EXERCISE PROMPT =>
Each line from the one containing "turn signal light" through the end of the listing below must be copied exactly; pictures are excluded.

[A block of data]

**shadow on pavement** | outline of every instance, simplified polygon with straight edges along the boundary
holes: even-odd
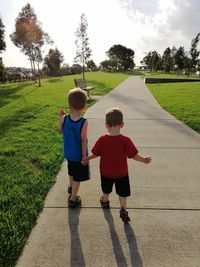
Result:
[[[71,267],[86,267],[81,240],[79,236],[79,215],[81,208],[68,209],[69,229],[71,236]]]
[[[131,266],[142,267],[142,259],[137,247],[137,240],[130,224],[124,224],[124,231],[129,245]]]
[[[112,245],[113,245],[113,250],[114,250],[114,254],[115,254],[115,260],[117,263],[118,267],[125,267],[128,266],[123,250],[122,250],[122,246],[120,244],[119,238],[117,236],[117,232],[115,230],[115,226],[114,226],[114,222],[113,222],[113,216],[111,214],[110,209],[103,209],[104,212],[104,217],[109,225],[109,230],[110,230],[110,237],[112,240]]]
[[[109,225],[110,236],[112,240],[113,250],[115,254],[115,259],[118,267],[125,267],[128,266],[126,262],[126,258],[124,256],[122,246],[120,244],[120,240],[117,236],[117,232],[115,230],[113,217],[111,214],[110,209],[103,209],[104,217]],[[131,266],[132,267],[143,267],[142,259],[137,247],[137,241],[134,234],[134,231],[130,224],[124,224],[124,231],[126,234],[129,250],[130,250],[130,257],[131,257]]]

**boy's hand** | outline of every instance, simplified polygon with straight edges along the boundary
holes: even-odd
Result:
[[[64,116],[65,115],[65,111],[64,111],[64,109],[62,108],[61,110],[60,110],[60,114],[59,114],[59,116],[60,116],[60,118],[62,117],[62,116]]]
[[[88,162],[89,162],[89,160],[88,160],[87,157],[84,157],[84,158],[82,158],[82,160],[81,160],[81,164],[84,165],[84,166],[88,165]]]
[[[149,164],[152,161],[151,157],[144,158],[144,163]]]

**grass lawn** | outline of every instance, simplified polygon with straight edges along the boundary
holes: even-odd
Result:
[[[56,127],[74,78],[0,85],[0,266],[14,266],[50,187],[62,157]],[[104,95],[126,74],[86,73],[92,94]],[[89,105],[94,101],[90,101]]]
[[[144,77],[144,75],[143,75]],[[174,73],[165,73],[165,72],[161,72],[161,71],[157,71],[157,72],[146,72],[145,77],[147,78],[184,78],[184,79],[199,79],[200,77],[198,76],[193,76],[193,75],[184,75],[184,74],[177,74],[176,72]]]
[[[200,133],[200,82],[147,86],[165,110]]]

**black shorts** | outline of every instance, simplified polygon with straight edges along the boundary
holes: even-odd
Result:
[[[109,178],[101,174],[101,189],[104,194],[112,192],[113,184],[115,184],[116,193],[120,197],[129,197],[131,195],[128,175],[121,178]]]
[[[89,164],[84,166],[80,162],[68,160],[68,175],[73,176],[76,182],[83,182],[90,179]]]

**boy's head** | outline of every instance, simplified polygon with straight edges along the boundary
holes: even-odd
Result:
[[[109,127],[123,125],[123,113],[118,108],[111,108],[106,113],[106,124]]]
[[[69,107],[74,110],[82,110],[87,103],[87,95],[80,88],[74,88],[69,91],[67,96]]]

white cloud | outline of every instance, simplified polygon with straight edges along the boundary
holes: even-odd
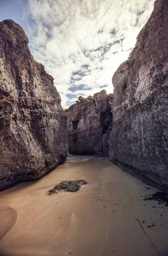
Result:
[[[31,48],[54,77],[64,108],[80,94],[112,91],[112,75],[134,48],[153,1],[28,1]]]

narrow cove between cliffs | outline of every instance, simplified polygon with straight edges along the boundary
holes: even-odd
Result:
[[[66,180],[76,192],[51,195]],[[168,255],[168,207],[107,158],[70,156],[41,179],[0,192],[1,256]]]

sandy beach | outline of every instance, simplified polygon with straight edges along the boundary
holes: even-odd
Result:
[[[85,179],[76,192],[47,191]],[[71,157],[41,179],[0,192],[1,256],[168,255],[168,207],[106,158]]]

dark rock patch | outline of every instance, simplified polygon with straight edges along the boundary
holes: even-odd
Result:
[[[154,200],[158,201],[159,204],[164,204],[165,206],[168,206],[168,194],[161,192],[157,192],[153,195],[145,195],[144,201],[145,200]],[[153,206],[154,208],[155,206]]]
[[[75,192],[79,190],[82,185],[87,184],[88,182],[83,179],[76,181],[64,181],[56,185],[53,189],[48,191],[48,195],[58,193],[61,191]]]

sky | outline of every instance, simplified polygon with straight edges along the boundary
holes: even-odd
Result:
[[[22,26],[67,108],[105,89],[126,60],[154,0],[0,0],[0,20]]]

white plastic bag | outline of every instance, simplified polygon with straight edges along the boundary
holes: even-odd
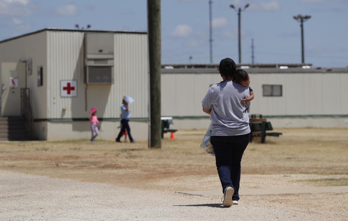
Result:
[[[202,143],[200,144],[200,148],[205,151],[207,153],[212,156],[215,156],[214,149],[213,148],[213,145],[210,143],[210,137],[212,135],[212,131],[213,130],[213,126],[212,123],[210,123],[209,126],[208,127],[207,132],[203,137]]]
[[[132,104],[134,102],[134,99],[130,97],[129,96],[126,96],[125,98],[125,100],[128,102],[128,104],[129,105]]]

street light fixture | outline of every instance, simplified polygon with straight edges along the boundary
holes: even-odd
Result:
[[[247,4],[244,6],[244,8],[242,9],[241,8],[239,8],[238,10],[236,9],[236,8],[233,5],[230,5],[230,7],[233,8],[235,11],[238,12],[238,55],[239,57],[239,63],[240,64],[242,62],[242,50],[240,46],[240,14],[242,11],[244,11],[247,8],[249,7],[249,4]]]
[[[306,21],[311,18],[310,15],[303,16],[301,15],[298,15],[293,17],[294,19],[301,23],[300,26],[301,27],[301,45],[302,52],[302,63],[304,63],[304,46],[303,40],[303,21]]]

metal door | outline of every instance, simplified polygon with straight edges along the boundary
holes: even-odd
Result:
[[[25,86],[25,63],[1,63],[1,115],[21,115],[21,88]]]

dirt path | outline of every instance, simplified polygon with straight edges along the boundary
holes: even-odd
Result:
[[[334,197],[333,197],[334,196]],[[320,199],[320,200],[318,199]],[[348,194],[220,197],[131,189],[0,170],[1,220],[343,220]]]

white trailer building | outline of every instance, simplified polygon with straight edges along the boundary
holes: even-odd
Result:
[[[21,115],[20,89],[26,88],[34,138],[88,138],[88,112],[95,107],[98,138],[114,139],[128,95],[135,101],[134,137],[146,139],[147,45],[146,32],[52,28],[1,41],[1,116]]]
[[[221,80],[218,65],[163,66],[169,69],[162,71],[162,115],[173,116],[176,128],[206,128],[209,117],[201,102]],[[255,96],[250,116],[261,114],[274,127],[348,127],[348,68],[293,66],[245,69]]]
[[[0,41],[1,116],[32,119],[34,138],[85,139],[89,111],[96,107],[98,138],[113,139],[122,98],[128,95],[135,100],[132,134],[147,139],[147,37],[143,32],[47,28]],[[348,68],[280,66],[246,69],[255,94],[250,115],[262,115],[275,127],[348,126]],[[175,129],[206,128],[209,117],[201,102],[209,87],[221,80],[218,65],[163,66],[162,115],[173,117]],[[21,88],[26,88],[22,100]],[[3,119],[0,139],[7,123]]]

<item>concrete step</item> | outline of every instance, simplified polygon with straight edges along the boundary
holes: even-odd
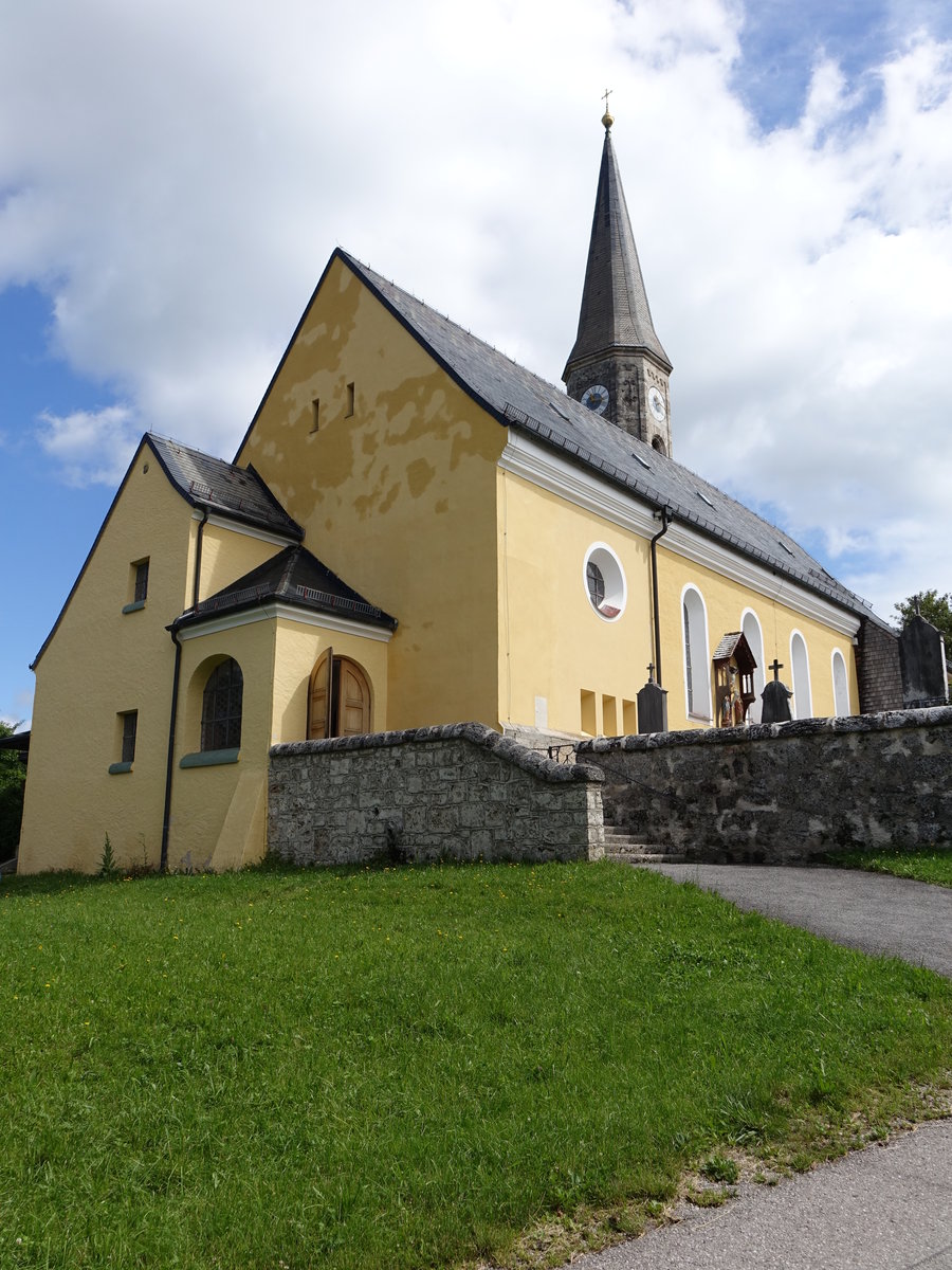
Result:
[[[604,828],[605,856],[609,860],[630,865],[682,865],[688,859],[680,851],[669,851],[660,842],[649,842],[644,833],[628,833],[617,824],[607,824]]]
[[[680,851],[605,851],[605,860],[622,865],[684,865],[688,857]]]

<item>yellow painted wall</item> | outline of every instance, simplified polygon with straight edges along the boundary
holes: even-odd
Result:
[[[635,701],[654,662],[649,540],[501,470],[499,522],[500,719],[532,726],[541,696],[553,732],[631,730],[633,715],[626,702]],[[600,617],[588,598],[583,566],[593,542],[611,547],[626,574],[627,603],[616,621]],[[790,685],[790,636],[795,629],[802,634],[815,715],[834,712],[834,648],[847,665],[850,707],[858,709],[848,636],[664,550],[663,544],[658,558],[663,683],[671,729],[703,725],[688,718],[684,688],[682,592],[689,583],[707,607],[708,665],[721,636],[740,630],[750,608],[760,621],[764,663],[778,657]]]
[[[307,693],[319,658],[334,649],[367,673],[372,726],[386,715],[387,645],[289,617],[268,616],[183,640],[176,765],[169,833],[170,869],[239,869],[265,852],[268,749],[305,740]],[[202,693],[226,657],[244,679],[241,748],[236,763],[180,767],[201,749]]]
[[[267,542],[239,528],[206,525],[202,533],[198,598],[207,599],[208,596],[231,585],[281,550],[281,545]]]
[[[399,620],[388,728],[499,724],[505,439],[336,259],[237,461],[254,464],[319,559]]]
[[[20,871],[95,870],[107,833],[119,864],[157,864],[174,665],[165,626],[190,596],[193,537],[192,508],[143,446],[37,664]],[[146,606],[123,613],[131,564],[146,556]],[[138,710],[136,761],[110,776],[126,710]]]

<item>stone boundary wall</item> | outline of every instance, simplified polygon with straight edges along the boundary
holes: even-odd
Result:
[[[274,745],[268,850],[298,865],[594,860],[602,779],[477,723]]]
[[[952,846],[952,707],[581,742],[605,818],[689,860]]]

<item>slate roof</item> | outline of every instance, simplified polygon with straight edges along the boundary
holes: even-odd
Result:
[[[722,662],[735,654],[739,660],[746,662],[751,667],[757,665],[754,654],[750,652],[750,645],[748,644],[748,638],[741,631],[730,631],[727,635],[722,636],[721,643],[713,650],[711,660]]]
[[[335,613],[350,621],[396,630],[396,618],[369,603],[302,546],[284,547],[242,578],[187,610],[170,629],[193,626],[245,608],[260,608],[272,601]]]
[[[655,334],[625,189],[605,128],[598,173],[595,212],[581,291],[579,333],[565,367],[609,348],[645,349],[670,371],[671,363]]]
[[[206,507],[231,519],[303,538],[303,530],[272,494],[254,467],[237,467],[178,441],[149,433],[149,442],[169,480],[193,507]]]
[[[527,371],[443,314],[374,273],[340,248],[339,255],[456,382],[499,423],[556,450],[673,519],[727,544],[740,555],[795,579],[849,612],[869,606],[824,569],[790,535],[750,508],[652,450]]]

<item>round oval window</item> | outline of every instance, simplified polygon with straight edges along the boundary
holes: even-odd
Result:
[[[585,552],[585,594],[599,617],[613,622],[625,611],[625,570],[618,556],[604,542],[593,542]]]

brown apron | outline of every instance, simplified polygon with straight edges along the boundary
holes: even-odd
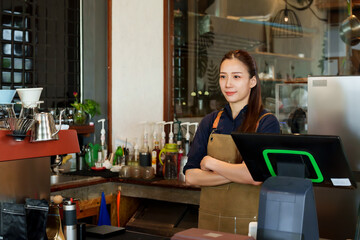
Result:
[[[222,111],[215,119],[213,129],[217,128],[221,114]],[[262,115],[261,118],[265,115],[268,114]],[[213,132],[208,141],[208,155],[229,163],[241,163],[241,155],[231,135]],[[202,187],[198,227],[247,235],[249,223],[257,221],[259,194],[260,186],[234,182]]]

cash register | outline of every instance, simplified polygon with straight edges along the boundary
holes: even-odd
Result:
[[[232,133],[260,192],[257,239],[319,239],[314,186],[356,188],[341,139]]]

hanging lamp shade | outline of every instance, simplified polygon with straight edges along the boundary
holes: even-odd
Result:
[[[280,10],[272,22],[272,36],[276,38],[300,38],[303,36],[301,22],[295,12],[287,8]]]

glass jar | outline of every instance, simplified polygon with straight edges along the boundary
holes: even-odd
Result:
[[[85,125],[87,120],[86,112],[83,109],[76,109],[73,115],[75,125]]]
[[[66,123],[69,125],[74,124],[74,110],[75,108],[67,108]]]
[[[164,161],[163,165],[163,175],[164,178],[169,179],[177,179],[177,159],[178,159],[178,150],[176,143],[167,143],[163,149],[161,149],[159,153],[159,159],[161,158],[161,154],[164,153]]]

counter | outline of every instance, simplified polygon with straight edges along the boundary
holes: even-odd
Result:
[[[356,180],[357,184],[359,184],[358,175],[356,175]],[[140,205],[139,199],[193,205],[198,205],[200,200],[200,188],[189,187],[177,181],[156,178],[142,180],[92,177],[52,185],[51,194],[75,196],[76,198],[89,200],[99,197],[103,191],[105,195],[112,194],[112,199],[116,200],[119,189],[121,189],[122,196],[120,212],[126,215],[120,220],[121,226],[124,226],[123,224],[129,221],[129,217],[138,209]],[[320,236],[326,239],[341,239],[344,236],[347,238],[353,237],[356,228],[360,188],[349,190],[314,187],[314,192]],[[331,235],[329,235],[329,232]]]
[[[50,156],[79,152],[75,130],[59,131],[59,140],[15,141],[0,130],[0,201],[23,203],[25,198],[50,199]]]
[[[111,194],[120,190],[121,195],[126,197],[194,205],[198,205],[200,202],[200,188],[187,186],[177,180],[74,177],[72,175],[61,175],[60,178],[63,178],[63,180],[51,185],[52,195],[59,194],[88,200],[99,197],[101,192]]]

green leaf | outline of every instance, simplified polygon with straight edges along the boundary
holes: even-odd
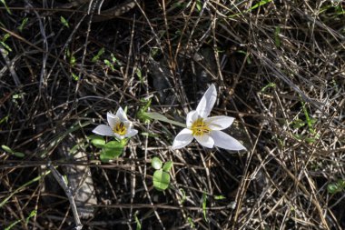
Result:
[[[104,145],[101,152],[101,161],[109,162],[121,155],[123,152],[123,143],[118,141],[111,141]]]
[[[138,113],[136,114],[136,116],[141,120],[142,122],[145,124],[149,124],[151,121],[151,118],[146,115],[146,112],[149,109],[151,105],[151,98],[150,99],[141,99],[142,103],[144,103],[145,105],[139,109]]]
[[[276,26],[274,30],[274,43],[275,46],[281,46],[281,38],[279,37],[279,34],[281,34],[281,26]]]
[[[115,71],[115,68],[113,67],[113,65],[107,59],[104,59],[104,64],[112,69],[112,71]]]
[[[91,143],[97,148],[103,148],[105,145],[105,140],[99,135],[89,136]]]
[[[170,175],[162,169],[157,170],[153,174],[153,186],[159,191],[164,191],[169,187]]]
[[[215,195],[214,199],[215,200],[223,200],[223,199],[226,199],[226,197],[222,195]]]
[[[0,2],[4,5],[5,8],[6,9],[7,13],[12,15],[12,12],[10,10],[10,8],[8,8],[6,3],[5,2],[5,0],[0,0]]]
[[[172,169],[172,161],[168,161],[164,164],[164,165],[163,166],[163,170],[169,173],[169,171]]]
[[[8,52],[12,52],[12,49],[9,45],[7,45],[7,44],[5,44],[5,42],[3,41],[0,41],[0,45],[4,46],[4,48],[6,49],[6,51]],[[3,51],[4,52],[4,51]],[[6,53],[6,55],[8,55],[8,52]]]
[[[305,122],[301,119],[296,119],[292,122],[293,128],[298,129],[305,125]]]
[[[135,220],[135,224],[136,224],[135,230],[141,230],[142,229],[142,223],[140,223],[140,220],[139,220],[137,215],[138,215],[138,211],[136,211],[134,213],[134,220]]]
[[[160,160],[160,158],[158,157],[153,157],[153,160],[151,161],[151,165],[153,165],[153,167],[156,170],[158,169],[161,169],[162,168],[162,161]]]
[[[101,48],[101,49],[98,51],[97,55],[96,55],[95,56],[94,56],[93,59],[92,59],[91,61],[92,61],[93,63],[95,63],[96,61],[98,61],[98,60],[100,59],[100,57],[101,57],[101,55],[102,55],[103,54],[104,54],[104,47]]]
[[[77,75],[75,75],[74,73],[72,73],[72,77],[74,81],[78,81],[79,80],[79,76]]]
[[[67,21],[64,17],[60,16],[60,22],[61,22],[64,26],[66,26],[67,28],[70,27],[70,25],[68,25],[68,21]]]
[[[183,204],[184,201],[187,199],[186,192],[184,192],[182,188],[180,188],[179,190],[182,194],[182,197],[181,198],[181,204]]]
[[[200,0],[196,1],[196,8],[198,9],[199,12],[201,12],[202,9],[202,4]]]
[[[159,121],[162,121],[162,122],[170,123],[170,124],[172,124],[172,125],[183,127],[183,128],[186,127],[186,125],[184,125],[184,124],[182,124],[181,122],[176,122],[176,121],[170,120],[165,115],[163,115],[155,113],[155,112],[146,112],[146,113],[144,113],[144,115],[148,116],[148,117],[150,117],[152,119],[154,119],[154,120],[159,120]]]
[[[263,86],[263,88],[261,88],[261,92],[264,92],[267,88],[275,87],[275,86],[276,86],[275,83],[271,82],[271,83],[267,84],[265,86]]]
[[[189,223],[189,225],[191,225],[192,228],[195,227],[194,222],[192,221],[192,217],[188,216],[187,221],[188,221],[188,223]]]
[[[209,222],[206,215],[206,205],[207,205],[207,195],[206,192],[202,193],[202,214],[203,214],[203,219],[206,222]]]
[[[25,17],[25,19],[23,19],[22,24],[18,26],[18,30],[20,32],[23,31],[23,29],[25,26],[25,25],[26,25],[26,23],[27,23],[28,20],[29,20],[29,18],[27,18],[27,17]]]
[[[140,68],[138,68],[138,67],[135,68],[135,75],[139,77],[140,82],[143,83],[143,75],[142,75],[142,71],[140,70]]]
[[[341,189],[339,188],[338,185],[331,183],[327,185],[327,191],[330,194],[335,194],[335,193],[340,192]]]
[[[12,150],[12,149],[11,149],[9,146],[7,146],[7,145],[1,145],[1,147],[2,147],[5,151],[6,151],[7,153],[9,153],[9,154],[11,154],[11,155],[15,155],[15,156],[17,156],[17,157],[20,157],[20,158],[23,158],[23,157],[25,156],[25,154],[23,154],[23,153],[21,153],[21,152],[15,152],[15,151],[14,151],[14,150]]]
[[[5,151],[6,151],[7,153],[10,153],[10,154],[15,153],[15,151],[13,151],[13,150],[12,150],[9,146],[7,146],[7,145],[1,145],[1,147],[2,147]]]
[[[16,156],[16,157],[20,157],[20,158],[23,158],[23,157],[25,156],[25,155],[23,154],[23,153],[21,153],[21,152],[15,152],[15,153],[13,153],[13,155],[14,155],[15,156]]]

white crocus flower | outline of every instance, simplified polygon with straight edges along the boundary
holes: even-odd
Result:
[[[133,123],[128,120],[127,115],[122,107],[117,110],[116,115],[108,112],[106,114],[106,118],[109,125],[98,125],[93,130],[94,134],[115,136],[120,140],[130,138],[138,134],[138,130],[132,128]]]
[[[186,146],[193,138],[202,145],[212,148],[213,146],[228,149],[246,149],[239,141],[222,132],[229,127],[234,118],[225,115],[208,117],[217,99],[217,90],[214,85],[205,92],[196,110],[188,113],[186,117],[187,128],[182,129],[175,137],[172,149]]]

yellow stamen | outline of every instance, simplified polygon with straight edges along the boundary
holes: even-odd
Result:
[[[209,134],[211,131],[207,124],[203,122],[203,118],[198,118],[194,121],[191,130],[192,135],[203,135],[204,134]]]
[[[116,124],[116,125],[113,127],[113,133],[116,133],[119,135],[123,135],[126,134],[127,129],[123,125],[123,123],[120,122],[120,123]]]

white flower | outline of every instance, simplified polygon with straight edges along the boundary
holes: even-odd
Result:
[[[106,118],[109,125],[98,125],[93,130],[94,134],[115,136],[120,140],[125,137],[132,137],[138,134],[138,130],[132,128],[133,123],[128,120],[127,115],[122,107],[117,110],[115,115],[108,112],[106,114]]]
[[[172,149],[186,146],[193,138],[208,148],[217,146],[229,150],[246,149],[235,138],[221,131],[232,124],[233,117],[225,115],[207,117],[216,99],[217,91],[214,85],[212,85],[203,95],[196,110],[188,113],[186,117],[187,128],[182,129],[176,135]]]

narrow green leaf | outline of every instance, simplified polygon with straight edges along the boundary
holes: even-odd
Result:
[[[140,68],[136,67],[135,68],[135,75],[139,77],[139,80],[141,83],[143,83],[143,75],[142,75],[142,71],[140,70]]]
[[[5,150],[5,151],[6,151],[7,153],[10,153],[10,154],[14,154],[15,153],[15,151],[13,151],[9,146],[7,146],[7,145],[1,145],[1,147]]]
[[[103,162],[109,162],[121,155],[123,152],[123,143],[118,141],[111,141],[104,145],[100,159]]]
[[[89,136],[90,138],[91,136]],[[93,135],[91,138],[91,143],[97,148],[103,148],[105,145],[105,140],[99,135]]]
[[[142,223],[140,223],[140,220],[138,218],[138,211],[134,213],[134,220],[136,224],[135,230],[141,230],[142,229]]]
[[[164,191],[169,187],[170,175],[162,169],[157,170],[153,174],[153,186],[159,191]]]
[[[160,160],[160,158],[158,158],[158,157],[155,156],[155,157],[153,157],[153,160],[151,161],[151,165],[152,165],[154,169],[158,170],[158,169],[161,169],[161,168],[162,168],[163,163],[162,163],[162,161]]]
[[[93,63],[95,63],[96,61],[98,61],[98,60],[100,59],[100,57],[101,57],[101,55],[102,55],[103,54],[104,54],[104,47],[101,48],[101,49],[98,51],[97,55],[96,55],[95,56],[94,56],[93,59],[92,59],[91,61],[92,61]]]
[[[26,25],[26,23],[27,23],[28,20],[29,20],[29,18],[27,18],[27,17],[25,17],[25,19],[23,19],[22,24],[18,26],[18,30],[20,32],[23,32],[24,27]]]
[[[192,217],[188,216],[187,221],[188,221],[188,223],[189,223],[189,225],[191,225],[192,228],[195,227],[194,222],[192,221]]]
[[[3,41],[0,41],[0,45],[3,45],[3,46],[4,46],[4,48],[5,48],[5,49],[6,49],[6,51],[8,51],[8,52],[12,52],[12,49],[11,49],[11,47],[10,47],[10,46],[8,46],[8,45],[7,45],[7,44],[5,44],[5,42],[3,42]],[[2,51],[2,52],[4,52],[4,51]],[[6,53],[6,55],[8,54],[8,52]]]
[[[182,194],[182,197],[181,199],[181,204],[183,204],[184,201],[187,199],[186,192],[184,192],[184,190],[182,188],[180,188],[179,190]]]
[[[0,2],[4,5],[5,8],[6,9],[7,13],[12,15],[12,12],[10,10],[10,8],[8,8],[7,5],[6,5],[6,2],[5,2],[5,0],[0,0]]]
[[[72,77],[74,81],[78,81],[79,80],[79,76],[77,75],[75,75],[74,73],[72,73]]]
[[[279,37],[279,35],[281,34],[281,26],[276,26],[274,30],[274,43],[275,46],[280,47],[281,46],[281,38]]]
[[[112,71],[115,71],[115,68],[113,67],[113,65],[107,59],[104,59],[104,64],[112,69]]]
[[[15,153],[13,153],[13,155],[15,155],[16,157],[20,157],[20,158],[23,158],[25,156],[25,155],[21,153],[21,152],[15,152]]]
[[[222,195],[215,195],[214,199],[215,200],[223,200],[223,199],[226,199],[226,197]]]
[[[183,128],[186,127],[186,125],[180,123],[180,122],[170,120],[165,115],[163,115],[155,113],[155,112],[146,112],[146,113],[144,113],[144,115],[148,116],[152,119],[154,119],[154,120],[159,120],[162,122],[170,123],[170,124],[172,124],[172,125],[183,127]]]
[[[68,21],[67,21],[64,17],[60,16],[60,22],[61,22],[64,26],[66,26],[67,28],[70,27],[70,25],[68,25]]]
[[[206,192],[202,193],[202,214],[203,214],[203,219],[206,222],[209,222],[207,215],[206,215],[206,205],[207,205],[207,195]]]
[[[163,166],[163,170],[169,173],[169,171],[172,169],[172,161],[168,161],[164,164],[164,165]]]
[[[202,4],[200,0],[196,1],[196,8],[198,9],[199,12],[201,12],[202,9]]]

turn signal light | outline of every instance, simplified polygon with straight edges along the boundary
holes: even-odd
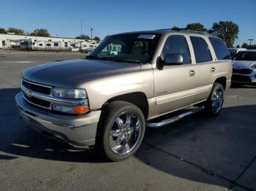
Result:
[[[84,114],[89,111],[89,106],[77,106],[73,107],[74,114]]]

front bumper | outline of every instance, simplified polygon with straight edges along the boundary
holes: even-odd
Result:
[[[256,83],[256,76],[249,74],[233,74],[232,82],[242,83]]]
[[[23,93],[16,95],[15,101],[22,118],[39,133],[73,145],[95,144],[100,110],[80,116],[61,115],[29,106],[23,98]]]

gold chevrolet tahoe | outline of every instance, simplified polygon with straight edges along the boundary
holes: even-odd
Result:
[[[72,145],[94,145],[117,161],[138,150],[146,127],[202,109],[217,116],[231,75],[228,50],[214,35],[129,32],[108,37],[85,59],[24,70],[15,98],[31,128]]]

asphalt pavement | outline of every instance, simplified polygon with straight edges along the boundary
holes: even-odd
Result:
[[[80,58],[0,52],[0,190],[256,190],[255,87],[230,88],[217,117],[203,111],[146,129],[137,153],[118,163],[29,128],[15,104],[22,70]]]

PROBLEM SOLUTION =>
turn signal light | outline of every instance, simplified polygon with straight edges along the boundary
holes: even-odd
Result:
[[[84,114],[89,111],[89,106],[77,106],[73,107],[74,114]]]

front bumper | outline of every instance, simplified polygon with straight edges along the boundary
holes: even-odd
Result:
[[[256,83],[256,76],[249,74],[233,74],[232,82],[242,83]]]
[[[23,93],[16,95],[15,101],[22,118],[39,133],[73,145],[95,144],[100,110],[80,116],[61,115],[29,106],[23,98]]]

gold chevrolet tahoe | outline of every instance, simplified polygon with straight edges along the boundary
holes: even-odd
Result:
[[[72,145],[94,145],[117,161],[138,150],[146,127],[202,109],[217,116],[231,75],[228,50],[214,35],[129,32],[108,37],[85,59],[24,70],[15,98],[31,128]]]

asphalt pavement | outline of every instance, simplified polygon with straight edges along the boundary
holes: even-odd
Result:
[[[80,58],[0,52],[0,190],[256,190],[255,87],[230,88],[217,117],[203,111],[146,129],[137,153],[118,163],[29,128],[15,104],[22,70]]]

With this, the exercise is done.